__Task 1__: Return every line of the listing below that contains the word "polo".

Global Sovereign Risk: Top 10 Most Risky Debtor Nations
* February 2011 Month End Review *

Below is a comparison of and the changes to the Top 10 Most Risky Debtor Nations from The 4th Quarter 2010 CMA Global Sovereign Debt Credit Risk Report (December 31, 2010) to the recent CMA Sovereign Risk Monitor (February 28, 2011). This is a snapshot, the market for collateral default swaps (CDS), on which the lists are based, can be volatile and the Top 10 list can change quickly. Civil and military events, government statements and activity, and credit rating agency actions can change the Top 10 list instantly.

Point annotation records:
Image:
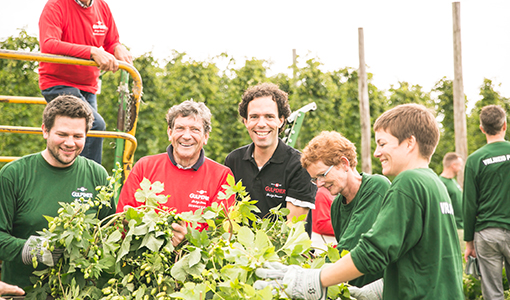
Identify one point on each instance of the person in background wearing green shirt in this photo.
(452, 165)
(331, 161)
(486, 203)
(33, 186)
(414, 237)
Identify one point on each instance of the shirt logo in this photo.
(496, 159)
(99, 28)
(199, 199)
(446, 208)
(276, 188)
(81, 192)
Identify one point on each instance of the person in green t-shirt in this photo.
(452, 165)
(331, 161)
(33, 186)
(486, 203)
(414, 237)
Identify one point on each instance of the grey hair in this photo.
(190, 108)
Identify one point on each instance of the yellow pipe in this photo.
(91, 133)
(130, 146)
(8, 158)
(22, 100)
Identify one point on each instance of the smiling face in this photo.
(187, 137)
(263, 123)
(335, 181)
(394, 157)
(64, 141)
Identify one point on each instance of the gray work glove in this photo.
(372, 291)
(35, 244)
(298, 283)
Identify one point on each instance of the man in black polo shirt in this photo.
(270, 169)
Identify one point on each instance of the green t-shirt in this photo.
(351, 220)
(455, 193)
(414, 240)
(31, 188)
(486, 197)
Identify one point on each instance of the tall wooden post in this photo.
(294, 63)
(366, 151)
(459, 102)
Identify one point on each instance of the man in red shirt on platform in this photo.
(83, 29)
(191, 179)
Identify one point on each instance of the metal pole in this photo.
(366, 152)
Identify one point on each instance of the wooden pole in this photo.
(459, 102)
(366, 152)
(294, 63)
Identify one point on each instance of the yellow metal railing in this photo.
(129, 136)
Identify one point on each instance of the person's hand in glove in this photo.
(37, 245)
(372, 291)
(299, 283)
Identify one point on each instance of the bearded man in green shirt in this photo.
(486, 203)
(331, 161)
(33, 186)
(414, 237)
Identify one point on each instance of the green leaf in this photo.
(152, 243)
(246, 236)
(194, 257)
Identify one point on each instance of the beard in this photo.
(62, 159)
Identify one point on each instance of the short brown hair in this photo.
(492, 119)
(67, 106)
(329, 147)
(265, 90)
(449, 158)
(190, 108)
(406, 120)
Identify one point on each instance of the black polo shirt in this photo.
(281, 179)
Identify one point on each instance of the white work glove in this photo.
(372, 291)
(34, 244)
(299, 283)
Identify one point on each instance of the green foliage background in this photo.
(179, 77)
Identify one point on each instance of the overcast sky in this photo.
(405, 40)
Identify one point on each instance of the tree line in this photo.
(179, 77)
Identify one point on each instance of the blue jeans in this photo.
(93, 148)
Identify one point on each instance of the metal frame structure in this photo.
(128, 136)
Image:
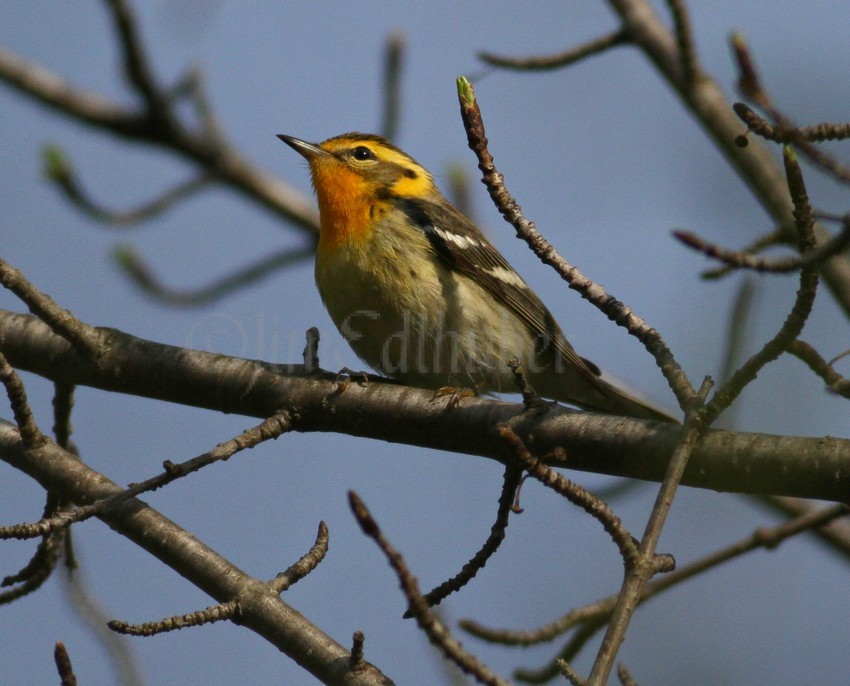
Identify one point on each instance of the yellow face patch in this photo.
(357, 182)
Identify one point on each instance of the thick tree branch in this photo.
(755, 164)
(262, 611)
(724, 461)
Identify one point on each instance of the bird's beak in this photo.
(307, 150)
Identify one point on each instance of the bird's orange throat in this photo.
(344, 204)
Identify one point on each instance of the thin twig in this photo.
(807, 353)
(577, 495)
(144, 277)
(803, 302)
(746, 260)
(59, 170)
(437, 632)
(685, 42)
(305, 564)
(269, 428)
(63, 665)
(761, 538)
(393, 66)
(592, 292)
(510, 483)
(559, 60)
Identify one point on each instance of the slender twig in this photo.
(356, 660)
(59, 170)
(212, 154)
(685, 42)
(230, 610)
(559, 60)
(592, 292)
(17, 394)
(268, 429)
(305, 564)
(577, 495)
(625, 676)
(759, 244)
(746, 260)
(393, 66)
(645, 565)
(834, 381)
(511, 481)
(437, 632)
(63, 665)
(598, 612)
(144, 277)
(708, 104)
(784, 130)
(61, 321)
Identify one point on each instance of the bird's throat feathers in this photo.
(344, 203)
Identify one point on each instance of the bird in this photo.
(422, 296)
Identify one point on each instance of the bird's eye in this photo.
(361, 152)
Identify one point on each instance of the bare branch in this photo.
(615, 310)
(561, 59)
(144, 277)
(436, 631)
(491, 545)
(725, 461)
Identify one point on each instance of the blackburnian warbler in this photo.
(422, 296)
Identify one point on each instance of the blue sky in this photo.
(601, 156)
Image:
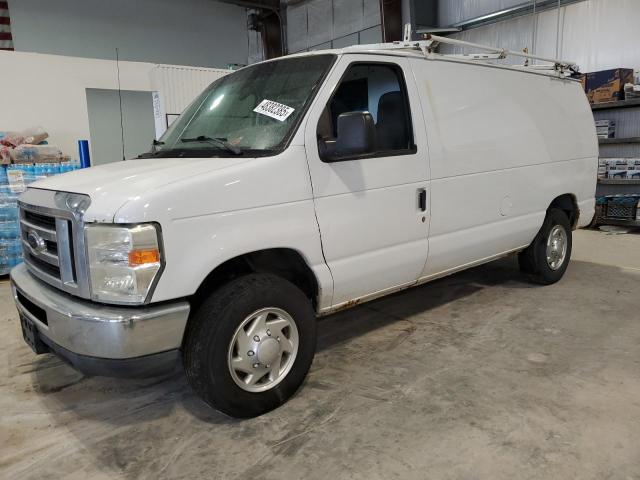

__Task 2__: Using the sovereign risk excerpt above, mark each statement yes or no and quote the words that decide it: (a) The comparison runs from a report dated December 31, 2010 to a monitor dated February 28, 2011. (b) The lists rest on the market for collateral default swaps. (c) The Top 10 list can change only at the end of a quarter.

__Written solution 1__:
Identify one point on each instance of the man in black polo shirt in this photo.
Identify one point on each instance of the black polo shirt in this photo.

__Written solution 2__:
(a) Yes: "(December 31, 2010) to the recent CMA Sovereign Risk Monitor (February 28, 2011)"
(b) Yes: "the market for collateral default swaps (CDS), on which the lists are based"
(c) No: "credit rating agency actions can change the Top 10 list instantly"